→ **Task to complete**
Rewrite the Pathologic 3 article from "The Relentless Plague" up to and including "deliberately not provided.", updating every "hero" to "protagonist".

→ **Page extract**

########

The Relentless Plague – Analyzing the Endings of Pathologic 3
We are used to dividing game endings into conditionally "good" and "bad." In the case of Pathologic 3, everything is different: that very resolution that would satisfy the majority simply does not exist here. Even the most logical outcome cannot be called perfect—and that is the hallmark of Ice-Pick Lodge. In this article, we will not only list the endings of the new "Plague" but also analyze the price the hero pays for each of them and why a perfect option is deliberately not provided.
Let's try to understand what the "ice picks" have offered players this time.

########

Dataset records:
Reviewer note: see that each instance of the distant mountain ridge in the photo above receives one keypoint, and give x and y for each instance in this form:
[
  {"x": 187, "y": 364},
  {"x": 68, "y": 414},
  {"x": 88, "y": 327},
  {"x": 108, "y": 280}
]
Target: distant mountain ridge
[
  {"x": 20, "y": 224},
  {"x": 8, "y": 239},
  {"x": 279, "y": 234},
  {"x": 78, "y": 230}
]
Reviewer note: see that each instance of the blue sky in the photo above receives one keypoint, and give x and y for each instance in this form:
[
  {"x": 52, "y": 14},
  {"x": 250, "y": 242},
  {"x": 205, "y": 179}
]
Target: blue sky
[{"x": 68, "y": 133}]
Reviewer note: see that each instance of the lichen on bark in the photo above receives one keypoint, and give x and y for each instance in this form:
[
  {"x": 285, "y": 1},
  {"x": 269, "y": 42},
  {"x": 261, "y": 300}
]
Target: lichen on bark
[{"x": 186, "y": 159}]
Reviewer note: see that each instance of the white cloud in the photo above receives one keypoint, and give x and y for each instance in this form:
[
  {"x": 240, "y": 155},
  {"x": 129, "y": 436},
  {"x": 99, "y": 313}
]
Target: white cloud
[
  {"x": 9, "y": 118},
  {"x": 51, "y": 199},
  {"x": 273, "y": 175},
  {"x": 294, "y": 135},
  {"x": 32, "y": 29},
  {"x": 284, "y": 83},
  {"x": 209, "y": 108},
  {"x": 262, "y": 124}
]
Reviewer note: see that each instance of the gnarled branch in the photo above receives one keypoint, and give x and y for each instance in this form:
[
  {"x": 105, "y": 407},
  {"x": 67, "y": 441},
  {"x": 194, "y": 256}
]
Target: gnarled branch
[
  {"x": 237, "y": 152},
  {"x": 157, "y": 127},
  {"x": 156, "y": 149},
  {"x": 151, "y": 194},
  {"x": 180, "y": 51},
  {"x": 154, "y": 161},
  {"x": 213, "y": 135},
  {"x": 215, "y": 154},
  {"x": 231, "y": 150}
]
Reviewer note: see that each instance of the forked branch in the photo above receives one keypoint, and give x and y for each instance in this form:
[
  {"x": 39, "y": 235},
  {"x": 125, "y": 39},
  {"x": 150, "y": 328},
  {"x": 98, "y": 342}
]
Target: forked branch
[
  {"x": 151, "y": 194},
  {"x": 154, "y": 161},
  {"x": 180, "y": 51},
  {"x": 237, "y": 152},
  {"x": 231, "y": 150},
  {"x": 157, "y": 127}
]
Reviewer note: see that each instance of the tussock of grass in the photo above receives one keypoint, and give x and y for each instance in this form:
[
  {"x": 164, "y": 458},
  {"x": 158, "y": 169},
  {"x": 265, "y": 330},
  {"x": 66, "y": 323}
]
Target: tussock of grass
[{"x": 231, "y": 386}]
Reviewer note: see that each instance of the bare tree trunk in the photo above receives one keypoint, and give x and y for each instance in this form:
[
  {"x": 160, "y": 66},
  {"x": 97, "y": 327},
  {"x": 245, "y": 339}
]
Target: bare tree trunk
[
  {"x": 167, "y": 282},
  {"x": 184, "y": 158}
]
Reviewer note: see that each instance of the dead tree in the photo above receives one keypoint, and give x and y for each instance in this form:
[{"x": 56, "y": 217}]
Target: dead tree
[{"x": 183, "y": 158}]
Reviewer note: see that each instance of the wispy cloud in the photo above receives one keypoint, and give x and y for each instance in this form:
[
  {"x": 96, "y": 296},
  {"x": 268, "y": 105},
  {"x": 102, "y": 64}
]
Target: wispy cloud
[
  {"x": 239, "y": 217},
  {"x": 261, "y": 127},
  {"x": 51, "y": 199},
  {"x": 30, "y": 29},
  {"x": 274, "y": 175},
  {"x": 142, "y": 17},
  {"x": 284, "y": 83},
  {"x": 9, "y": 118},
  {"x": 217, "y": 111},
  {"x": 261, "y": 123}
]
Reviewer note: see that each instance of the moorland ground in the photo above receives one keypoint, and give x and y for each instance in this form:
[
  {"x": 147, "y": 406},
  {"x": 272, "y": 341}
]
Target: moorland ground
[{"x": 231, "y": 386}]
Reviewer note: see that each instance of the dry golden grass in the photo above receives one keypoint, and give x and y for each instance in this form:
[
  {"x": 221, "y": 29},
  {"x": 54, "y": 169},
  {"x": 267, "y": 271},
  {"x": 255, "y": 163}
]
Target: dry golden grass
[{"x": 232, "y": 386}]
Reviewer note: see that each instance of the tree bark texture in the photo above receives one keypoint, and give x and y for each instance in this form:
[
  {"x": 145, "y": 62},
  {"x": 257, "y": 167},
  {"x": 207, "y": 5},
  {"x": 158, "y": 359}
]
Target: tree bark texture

########

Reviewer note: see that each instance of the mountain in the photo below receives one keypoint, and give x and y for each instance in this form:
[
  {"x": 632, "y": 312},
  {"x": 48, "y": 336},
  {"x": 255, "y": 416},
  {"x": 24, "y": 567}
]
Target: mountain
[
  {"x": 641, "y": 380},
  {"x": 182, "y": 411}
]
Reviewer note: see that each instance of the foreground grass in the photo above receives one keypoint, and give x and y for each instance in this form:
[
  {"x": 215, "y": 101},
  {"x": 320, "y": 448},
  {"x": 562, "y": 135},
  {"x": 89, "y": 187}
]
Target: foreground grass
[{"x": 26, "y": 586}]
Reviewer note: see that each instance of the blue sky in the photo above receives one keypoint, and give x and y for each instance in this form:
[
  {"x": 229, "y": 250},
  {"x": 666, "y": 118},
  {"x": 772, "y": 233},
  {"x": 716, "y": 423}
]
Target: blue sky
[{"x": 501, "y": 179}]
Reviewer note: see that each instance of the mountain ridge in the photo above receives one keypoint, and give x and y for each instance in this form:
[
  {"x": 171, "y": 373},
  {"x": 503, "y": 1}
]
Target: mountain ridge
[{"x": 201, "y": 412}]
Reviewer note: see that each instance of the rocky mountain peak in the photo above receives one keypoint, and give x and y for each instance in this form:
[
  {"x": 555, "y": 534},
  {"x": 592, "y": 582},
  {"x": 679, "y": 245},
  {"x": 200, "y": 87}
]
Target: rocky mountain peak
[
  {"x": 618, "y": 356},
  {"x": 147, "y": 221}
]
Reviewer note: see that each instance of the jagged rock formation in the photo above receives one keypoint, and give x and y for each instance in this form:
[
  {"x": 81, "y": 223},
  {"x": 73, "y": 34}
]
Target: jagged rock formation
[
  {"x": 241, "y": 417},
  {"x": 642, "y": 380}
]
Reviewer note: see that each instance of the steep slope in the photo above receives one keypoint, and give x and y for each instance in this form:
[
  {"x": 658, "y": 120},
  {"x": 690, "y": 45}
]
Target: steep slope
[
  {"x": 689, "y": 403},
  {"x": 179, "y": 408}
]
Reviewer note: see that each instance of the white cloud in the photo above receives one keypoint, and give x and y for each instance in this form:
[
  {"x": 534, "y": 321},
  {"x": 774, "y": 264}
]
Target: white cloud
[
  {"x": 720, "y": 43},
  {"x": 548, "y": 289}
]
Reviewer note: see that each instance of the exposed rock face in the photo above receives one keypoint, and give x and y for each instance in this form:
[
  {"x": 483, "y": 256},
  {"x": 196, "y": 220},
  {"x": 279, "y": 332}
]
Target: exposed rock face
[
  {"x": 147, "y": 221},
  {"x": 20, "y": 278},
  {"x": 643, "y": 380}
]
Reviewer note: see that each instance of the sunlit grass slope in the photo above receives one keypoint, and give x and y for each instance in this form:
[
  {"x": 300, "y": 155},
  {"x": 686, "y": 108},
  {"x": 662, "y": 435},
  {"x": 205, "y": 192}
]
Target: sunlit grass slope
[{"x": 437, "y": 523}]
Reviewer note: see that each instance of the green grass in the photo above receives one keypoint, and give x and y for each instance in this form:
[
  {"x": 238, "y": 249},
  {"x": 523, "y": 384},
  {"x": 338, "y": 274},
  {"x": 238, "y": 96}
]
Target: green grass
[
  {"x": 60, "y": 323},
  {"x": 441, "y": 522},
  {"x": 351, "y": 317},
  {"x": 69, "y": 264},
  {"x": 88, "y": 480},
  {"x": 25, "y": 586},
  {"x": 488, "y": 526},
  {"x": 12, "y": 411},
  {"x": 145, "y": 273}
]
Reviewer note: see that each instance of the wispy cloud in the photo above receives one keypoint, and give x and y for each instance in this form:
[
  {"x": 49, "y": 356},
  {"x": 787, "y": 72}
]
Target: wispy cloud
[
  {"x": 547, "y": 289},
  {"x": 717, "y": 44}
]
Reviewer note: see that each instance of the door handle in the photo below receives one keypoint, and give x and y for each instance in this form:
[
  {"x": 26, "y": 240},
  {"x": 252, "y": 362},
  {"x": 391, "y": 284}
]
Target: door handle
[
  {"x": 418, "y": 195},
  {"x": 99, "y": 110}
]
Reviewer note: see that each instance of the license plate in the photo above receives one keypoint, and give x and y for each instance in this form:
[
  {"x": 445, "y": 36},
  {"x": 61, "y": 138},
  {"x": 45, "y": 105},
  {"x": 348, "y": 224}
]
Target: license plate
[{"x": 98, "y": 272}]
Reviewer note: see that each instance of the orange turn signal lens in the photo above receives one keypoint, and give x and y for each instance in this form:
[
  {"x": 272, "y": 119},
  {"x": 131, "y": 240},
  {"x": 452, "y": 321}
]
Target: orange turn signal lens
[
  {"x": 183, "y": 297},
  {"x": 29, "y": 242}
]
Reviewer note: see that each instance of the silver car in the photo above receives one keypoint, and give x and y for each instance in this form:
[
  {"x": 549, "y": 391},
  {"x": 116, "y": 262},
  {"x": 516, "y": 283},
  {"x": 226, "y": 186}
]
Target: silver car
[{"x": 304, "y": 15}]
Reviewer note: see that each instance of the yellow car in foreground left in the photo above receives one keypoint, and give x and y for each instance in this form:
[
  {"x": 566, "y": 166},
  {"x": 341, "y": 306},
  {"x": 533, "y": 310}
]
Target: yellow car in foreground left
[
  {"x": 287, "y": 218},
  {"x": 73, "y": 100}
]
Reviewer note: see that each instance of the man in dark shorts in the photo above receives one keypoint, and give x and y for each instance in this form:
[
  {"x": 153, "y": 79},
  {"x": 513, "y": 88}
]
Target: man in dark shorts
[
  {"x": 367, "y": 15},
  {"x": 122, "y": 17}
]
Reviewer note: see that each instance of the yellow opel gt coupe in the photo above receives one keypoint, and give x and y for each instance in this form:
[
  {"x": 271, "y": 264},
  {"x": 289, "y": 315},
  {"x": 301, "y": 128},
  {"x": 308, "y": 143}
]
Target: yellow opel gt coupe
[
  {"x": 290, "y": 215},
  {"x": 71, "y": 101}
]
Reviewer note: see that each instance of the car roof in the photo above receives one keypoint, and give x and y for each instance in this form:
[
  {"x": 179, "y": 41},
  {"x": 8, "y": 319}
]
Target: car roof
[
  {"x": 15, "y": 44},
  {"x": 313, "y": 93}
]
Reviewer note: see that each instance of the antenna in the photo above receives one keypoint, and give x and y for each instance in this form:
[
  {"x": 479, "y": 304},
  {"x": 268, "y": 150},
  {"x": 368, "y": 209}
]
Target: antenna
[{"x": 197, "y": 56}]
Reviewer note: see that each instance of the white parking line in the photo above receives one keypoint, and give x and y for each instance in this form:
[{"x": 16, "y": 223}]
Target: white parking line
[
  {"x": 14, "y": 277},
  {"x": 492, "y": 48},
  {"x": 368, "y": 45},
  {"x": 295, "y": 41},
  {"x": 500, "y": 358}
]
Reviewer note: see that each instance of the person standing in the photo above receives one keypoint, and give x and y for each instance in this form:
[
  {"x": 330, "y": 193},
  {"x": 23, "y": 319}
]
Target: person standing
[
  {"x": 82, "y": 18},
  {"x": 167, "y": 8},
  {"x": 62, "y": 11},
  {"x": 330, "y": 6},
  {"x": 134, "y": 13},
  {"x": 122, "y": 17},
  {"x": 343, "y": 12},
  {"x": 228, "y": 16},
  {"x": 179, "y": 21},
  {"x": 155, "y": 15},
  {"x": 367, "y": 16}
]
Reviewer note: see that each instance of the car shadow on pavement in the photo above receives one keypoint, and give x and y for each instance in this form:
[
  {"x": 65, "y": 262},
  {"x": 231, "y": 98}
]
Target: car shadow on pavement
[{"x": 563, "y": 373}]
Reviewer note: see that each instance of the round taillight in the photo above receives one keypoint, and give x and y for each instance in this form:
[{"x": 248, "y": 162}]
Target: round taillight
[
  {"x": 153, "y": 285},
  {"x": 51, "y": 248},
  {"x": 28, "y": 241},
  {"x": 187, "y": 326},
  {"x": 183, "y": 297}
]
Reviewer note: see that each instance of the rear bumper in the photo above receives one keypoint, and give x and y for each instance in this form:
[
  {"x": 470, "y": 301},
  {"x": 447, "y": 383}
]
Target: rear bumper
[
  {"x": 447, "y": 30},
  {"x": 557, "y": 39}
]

########

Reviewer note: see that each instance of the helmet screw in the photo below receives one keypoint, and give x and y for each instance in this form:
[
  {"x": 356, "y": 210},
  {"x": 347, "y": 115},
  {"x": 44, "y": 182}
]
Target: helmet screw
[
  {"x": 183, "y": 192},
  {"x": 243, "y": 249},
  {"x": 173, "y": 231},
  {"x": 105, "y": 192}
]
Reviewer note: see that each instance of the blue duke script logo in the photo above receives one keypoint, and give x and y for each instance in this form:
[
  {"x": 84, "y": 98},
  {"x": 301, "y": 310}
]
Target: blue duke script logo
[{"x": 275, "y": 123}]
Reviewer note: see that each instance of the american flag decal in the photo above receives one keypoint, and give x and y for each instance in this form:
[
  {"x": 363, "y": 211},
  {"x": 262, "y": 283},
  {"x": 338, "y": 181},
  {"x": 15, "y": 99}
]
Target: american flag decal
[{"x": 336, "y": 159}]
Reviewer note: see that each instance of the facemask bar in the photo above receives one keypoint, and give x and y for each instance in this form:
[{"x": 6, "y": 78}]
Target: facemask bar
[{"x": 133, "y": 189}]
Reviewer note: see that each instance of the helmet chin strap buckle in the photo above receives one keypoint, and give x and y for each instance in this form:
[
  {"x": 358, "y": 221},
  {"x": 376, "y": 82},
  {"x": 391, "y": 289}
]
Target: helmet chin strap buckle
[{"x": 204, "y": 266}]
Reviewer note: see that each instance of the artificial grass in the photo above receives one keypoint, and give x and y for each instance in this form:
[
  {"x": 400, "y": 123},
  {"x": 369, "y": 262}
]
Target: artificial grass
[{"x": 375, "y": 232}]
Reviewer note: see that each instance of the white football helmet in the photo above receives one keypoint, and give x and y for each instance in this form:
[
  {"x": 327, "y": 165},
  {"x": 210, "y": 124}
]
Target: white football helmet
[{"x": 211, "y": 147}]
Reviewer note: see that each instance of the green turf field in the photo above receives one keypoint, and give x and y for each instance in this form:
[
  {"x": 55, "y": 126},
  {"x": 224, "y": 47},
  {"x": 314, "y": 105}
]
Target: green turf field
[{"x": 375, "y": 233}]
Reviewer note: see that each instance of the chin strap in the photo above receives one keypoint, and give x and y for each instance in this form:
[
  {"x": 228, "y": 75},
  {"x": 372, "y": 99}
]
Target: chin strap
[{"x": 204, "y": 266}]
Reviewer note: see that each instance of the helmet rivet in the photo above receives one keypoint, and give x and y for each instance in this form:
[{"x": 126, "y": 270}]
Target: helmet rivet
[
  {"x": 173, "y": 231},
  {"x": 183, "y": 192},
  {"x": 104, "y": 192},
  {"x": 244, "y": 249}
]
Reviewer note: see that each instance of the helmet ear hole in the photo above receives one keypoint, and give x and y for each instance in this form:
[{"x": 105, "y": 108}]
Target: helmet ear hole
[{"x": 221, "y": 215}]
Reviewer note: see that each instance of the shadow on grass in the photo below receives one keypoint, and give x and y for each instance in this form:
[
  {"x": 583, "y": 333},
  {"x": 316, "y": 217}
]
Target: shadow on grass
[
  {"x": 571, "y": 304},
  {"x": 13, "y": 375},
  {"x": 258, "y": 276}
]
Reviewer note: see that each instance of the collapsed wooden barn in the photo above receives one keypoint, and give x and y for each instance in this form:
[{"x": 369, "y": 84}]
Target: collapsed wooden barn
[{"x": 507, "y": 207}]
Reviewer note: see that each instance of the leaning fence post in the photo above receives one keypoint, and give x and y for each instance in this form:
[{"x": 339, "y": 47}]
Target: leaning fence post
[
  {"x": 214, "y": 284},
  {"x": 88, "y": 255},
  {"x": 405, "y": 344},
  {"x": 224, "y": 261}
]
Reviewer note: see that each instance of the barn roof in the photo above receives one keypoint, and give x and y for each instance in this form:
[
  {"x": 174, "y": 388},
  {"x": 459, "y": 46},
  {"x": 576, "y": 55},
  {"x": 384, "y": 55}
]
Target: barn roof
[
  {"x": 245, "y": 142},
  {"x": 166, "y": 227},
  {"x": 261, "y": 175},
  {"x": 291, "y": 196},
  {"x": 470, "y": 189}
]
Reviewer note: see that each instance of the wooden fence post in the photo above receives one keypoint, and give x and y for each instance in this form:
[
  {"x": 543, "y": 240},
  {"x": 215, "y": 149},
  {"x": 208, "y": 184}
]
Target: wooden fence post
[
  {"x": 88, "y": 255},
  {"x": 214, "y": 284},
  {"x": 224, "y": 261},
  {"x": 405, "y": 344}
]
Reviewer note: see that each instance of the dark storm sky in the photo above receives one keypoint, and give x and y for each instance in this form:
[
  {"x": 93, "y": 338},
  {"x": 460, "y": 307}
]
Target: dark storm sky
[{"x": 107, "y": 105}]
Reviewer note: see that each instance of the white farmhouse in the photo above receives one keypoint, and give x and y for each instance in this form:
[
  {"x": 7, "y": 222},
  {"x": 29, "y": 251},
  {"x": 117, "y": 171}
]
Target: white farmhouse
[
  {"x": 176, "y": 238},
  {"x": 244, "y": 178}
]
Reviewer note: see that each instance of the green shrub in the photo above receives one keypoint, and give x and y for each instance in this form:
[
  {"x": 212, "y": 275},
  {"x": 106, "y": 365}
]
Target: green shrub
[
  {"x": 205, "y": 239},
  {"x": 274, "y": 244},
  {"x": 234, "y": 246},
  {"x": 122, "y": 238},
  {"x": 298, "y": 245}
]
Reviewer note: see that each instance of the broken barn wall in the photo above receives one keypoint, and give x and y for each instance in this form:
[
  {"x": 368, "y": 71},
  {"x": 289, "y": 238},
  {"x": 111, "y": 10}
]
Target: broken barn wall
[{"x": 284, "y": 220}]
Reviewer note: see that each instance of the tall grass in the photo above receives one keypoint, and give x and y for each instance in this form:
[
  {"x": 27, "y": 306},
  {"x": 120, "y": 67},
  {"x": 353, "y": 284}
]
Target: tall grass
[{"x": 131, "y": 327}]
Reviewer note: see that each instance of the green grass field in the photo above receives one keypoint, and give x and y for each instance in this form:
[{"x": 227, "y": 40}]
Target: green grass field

########

→ **Exercise result**
The Relentless Plague – Analyzing the Endings of Pathologic 3
We are used to dividing game endings into conditionally "good" and "bad." In the case of Pathologic 3, everything is different: that very resolution that would satisfy the majority simply does not exist here. Even the most logical outcome cannot be called perfect—and that is the hallmark of Ice-Pick Lodge. In this article, we will not only list the endings of the new "Plague" but also analyze the price the protagonist pays for each of them and why a perfect option is deliberately not provided.